__WRITTEN EXERCISE__
Gather every line of the data below that contains the word "snow", and copy each one in full.

— Start of INPUT ROWS —

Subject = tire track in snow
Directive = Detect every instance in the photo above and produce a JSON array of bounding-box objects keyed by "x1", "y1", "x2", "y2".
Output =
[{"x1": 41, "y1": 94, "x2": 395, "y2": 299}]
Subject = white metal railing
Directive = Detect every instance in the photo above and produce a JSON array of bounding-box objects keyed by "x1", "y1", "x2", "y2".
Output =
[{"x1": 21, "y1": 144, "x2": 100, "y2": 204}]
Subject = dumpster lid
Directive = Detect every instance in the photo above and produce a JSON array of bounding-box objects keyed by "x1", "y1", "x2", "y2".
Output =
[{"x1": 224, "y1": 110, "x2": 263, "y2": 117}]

— End of INPUT ROWS —
— Start of INPUT ROWS —

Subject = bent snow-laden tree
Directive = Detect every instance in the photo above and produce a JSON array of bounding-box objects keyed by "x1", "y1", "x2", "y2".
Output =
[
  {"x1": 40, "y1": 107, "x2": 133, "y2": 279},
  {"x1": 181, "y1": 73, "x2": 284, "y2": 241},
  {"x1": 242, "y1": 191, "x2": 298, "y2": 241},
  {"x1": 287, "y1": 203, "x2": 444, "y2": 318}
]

— End of INPUT ROWS —

__TASK ANSWER__
Subject = tire track in snow
Subject = bent snow-laden tree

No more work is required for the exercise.